DATA IN THIS EXERCISE:
=== Begin Enclosure ===

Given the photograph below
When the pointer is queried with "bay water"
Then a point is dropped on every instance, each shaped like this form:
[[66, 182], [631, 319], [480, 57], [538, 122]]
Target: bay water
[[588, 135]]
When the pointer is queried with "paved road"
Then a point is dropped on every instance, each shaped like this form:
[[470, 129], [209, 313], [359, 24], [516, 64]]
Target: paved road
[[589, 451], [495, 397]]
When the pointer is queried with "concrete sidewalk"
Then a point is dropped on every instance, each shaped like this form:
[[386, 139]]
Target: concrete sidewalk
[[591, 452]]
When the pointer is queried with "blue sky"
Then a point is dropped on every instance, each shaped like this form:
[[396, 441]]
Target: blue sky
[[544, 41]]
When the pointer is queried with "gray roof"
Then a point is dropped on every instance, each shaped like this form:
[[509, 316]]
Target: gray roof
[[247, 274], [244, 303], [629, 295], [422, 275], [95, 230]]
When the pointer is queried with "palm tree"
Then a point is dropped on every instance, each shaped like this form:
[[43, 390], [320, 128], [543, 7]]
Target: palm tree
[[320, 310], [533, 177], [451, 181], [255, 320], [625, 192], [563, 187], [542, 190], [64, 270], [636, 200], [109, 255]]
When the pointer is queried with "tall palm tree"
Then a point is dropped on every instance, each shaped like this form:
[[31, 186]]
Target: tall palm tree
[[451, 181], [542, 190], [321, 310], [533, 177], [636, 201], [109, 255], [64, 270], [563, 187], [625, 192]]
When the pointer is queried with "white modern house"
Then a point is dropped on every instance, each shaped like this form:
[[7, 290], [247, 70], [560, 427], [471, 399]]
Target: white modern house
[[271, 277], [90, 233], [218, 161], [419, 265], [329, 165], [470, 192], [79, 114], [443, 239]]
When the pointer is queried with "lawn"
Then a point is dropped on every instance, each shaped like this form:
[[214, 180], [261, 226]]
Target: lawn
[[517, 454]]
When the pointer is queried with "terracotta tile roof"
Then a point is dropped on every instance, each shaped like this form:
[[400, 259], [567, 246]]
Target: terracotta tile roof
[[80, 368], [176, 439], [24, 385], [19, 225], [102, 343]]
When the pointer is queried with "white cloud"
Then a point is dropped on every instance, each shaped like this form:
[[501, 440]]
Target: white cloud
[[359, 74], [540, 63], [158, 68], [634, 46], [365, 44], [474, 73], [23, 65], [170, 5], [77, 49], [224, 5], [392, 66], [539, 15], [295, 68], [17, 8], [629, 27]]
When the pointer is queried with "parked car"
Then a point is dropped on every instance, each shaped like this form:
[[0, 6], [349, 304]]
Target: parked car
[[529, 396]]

=== End Enclosure ===

WHAT TO DO: Would you output every record above exactly as it stands?

ANSWER TO THE PROBLEM:
Given the photograph below
When the pointer is queried with "bay water"
Then a point is dropped on every instance, each shaped like this form:
[[66, 182], [631, 319], [480, 57], [538, 122]]
Target: bay water
[[588, 135]]
When the pointer is queried with "paved road"
Then a point is dropped on every instance, each shaped like this form:
[[470, 129], [209, 313], [359, 24], [516, 64]]
Target: paved road
[[589, 451], [495, 397]]
When the pointer is queried with "concrete sidewalk"
Then a point is dropped on every instance, each shaped like this form:
[[386, 139]]
Target: concrete sidewalk
[[591, 452]]
When the pointer is queried with "blue sky"
Then a point is dropped on every instance, each shaped like this form:
[[396, 441]]
Target: blue sky
[[544, 41]]
When the pointer is queried with "gray roof"
Then a point is dropped on every instance, each shaped like this form:
[[509, 316]]
Target: gray roof
[[247, 274], [244, 303], [629, 295], [422, 275], [95, 230]]
When the pointer is queried with "palm tree"
Then a point is dropped on every instance, each shaped like this form:
[[43, 390], [320, 128], [543, 7]]
Target: palm tree
[[320, 310], [533, 177], [451, 181], [255, 320], [625, 192], [563, 187], [542, 190], [64, 270], [636, 200], [109, 255]]
When the pointer is queried with "tall palm tree"
Then a point is dropped on every instance, each shaped like this form:
[[31, 186]]
Target: tall palm tree
[[451, 181], [542, 190], [321, 310], [533, 177], [636, 201], [109, 255], [64, 270], [563, 187], [625, 192]]
When the pointer is queried with "white modern house"
Then a point is dropped on every instance, each shaped like this form:
[[7, 290], [247, 70], [560, 427], [471, 399]]
Target: white modern house
[[271, 277], [90, 233], [218, 161], [419, 265], [329, 165], [470, 192], [79, 114], [443, 239]]
When the pointer is queried with "lawn"
Then a point is dropped on every instance, each shaped like this form:
[[214, 180], [261, 226]]
Target: lawn
[[517, 454]]
When the pointer is queried with "terracotta tile roof"
Then a point is dropped on every instance, each shaped like this form:
[[400, 259], [567, 246]]
Target: terracotta tile roof
[[80, 368], [176, 439], [24, 385], [19, 225], [102, 343]]
When the pointer is queried with "white cloud"
Then a point is dropped on every instance, each shaped like this form:
[[501, 440]]
Target: white cloud
[[359, 74], [540, 63], [158, 68], [634, 46], [365, 44], [474, 73], [23, 65], [170, 5], [77, 49], [224, 5], [392, 66], [539, 15], [295, 68], [17, 8], [629, 27]]
When the pointer is queried with "parked car"
Then a point is dropped on every instance, each shaped like this form:
[[0, 6], [349, 304]]
Target: parked car
[[529, 396]]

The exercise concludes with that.